- **AIM**
Write out the entries below again, switching every "box output" to "coordinates" and changing nothing else. Leave the pictures out.

· · · ·

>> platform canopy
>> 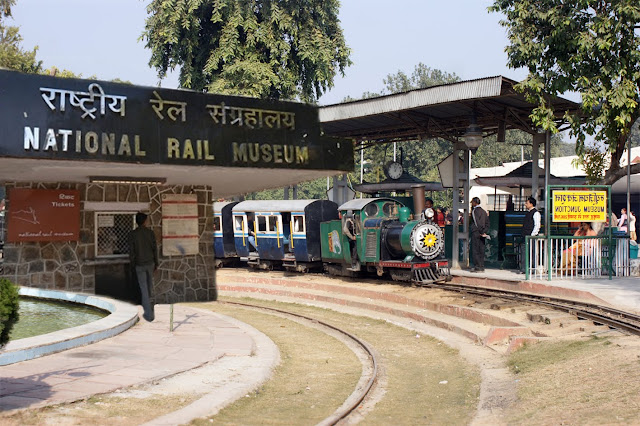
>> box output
[320,76,579,144]
[475,161,585,188]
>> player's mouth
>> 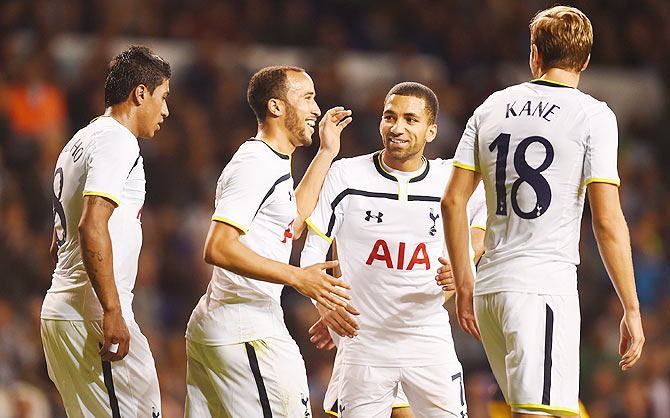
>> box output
[305,119,316,133]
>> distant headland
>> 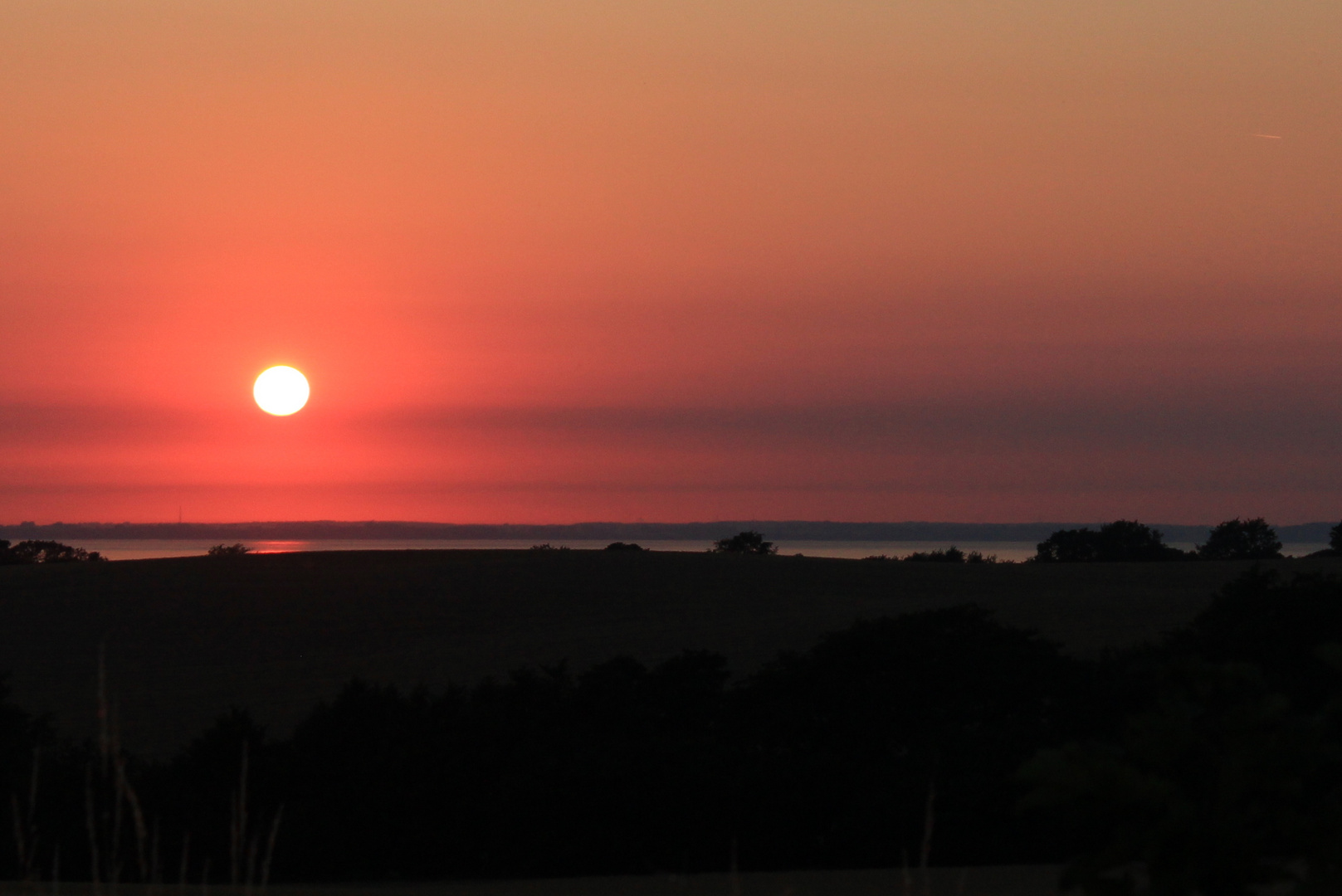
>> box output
[0,519,1335,542]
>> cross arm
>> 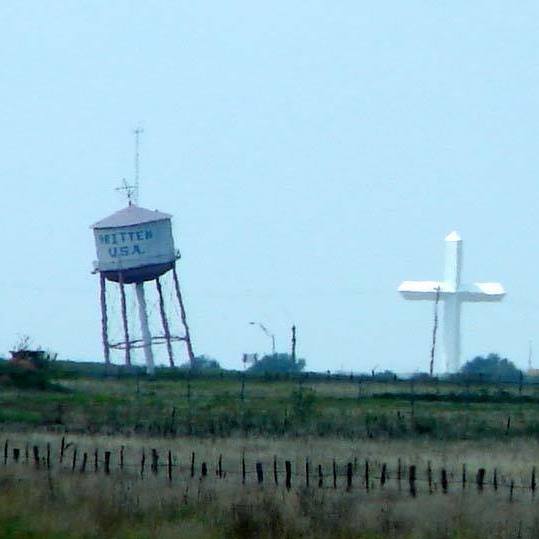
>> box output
[399,281,451,301]
[459,283,505,302]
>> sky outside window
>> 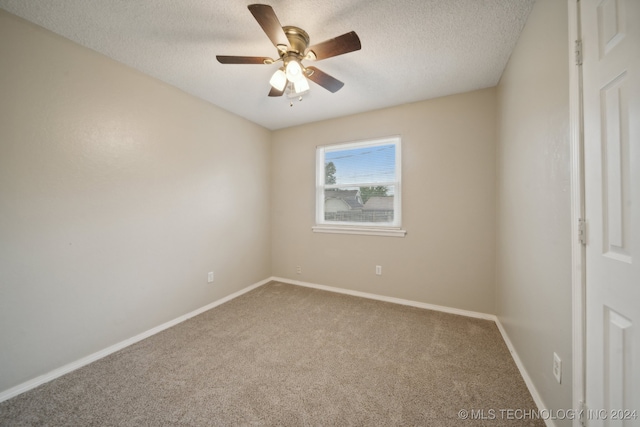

· · · ·

- **FINISHED TASK**
>> platform canopy
>> 
>> coordinates
[320,76,579,144]
[475,161,585,188]
>> player's mouth
>> 
>> coordinates
[305,119,316,133]
>> distant headland
>> 
>> coordinates
[0,519,1335,542]
>> cross arm
>> 
>> coordinates
[399,281,451,301]
[459,283,505,302]
>> sky outside window
>> 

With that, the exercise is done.